## Page extract
What's the difference between AC and DC?


You’ve probably heard the terms alternating or direct current or seen the AC and DC marking on your electronic devices. While the current itself is more or less understandable, its types may cause a wide array of questions. What’s the difference between them? Which is better? To make everything clear, let’s start with the basics.


Contents

What’s current?

What’s the difference between AC and DC?

AC vs DC - Which is better?

How to determine AC/DC


What’s current?


This definition as well as the tens of its variations can be found in most textbooks, but usually, this term is not enough to understand how the electric current is generated and where it comes from. To have a better understanding of how it works, let’s take a look at the model of an electrical circuit (Picture 1). This circuit consists of a power source, a light bulb, and a copper wire that represents a conductor.

The atoms in a conducting material have free electrons that randomly move from one atom to another (Picture 2).

To produce electricity, we need to force these electrons to flow in the same direction (Picture 3). This can be implemented by connecting a power source, such as a battery, that creates voltage. To put it simply, this voltage “pushes” free electrons through a conductor right to the light bulb, producing light and heat.


What’s the difference between AC and DC?


Depending on the direction the electrons flow, electric current can be either direct or alternating.

Direct Current

The electrical circuit illustrated above is a good example of how DC can be produced. The electrons in this circuit always pass in the same direction from the cathode to anode (Picture 4).


Alternating Current

In contrast to batteries, some power sources (e.g. generators), produce the current that cyclically changes directions, moving back and forth (Picture 5).

As the flowing stops before changing its direction, the power supply to a device will stop for a fraction of a second as well. It can be seen in the slow-motion video of a light bulb connected to an AC power source. In this electrical circuit, the bulb is constantly flickering, even though it is invisible for a human eye under normal conditions as the flickering is too fast for us to notice it.


AC vs DC - Which is better?

Actually, it’s hard to answer whether AC or DC is better. Each type has its pros and cons, making them perfect for specific applications. As the electrons in AC alternate around 60 times per second (the standards vary throughout the world), it is inappropriate for most of the modern devices that are extremely sensitive to power changes. Connecting them to a generator, for instance, will cause irreparable damages to the devices as well as to the whole circuit. Thus, all washing machines, printers, computers, and phones have special AC adapters that enable all the components to work properly.

## Goal of the exercise
Reproduce the passage of the AC and DC explainer starting with "The atoms in" and going on through "light and heat.". Work only from the AC and DC explainer above.

## Supplied information
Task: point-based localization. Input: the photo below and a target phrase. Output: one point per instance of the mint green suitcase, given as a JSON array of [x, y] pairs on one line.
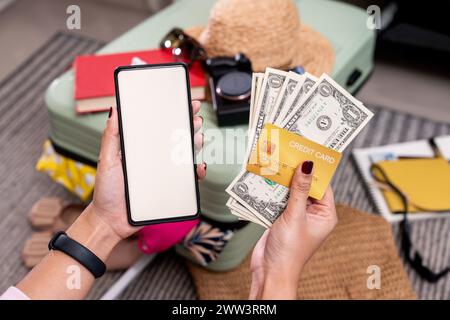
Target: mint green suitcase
[[344, 25]]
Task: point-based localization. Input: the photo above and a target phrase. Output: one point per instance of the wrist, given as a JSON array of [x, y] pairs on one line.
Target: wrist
[[93, 233], [279, 285]]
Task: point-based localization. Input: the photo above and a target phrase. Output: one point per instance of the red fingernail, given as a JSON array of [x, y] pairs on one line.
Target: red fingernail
[[307, 167]]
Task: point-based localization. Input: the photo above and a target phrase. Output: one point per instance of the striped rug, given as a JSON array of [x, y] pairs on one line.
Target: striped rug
[[24, 126]]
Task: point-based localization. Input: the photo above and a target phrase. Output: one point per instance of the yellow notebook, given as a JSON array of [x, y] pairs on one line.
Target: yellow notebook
[[425, 182]]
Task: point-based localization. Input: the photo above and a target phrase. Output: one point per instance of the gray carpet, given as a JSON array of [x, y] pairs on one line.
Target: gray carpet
[[24, 126], [23, 129]]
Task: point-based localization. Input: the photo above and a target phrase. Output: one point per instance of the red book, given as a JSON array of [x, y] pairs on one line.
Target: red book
[[94, 77]]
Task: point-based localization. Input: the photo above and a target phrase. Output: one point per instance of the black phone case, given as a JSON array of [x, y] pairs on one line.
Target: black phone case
[[122, 146]]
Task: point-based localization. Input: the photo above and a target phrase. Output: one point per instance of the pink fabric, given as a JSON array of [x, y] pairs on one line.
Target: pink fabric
[[160, 237], [14, 294]]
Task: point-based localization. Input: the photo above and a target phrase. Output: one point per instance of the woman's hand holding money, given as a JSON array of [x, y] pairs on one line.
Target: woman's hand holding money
[[284, 249]]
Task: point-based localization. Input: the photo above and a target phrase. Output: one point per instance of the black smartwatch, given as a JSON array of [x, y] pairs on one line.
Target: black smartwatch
[[62, 242]]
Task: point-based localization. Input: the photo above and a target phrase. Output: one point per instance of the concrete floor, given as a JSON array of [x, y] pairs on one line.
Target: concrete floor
[[26, 24]]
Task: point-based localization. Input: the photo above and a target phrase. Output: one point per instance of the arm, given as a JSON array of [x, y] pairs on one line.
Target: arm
[[53, 276], [99, 228], [284, 249]]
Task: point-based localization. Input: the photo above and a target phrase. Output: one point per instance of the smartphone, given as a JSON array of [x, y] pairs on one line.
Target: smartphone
[[157, 143]]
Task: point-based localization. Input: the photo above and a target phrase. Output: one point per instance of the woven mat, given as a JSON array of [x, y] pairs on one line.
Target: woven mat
[[24, 126], [338, 270]]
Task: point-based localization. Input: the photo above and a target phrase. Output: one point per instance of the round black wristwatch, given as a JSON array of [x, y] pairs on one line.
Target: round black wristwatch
[[62, 242]]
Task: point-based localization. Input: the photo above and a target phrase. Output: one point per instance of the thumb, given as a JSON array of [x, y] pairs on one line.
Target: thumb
[[300, 185], [110, 148]]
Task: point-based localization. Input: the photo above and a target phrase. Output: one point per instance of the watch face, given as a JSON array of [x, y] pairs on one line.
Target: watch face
[[235, 86]]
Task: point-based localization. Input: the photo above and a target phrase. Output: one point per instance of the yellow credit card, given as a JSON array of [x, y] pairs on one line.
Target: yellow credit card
[[278, 152]]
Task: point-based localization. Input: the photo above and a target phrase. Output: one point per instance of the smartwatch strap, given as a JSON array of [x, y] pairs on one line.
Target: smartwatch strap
[[62, 242]]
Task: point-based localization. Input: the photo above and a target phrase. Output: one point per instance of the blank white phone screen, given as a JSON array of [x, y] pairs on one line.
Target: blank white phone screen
[[156, 133]]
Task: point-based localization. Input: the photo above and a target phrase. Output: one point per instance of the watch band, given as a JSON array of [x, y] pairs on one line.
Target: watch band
[[62, 242]]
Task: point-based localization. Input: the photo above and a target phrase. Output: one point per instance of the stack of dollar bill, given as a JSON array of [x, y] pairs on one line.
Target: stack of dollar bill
[[315, 108]]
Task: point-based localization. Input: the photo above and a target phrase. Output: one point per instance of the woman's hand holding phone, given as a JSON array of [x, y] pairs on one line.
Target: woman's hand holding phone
[[109, 199]]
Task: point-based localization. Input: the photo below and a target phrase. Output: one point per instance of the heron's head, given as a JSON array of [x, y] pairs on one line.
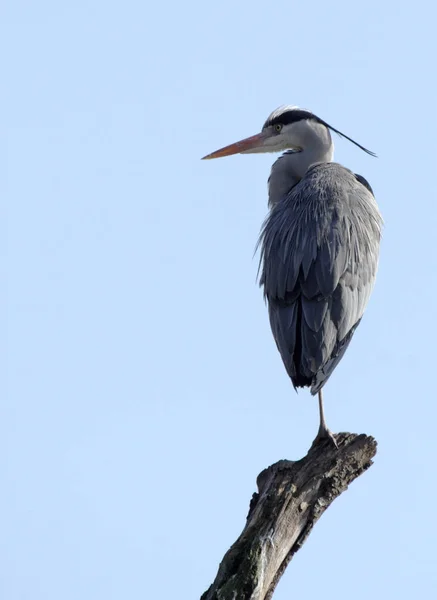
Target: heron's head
[[287, 128]]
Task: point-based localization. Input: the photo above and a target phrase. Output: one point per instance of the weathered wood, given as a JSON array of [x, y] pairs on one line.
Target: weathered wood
[[291, 497]]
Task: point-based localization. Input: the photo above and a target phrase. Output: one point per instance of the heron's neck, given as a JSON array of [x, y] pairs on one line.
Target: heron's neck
[[291, 167]]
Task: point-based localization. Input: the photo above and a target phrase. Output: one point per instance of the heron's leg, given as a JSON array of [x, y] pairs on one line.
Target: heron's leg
[[323, 432]]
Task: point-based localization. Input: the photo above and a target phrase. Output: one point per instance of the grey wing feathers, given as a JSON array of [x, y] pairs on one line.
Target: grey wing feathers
[[319, 254]]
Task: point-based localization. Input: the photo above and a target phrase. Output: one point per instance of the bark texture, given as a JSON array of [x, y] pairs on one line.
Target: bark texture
[[290, 499]]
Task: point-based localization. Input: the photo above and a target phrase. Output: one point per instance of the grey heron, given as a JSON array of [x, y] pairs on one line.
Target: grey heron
[[319, 246]]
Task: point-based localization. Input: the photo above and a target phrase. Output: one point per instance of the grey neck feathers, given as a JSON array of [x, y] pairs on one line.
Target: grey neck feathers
[[316, 143]]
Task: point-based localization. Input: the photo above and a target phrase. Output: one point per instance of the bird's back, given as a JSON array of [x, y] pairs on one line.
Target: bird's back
[[319, 256]]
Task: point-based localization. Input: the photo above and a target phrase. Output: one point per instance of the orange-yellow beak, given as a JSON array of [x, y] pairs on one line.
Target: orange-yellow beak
[[246, 145]]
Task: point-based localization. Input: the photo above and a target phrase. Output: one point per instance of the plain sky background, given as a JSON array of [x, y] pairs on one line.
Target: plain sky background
[[145, 392]]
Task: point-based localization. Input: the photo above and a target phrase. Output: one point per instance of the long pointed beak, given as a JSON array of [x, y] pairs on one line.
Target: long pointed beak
[[255, 141]]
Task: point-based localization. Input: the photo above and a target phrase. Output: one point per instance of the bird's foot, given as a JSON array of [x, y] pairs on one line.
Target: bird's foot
[[324, 434]]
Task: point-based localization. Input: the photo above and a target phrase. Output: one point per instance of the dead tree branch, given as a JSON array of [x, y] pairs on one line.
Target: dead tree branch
[[291, 497]]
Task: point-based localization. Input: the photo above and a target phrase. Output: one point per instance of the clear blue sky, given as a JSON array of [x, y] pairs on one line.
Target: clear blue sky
[[145, 392]]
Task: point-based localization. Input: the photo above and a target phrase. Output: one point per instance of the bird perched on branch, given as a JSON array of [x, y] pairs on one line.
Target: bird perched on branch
[[319, 246]]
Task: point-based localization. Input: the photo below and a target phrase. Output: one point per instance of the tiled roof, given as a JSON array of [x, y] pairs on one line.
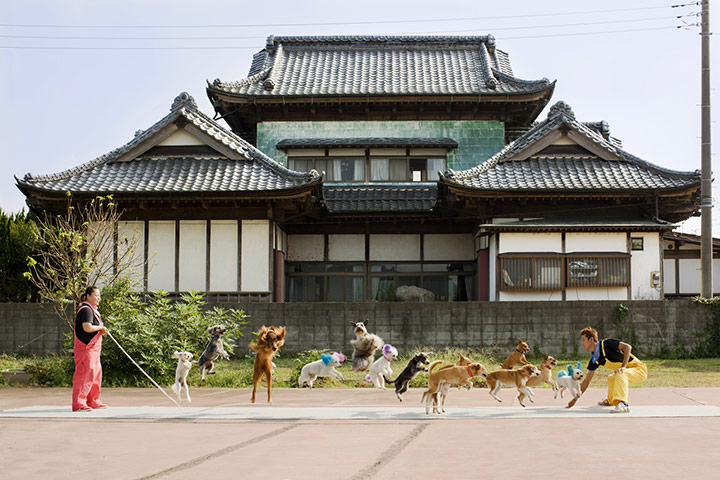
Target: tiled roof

## Task answer
The atoms in a conducting material have free electrons that randomly move from one atom to another (Picture 2).

To produce electricity, we need to force these electrons to flow in the same direction (Picture 3). This can be implemented by connecting a power source, such as a battery, that creates voltage. To put it simply, this voltage “pushes” free electrons through a conductor right to the light bulb, producing light and heat.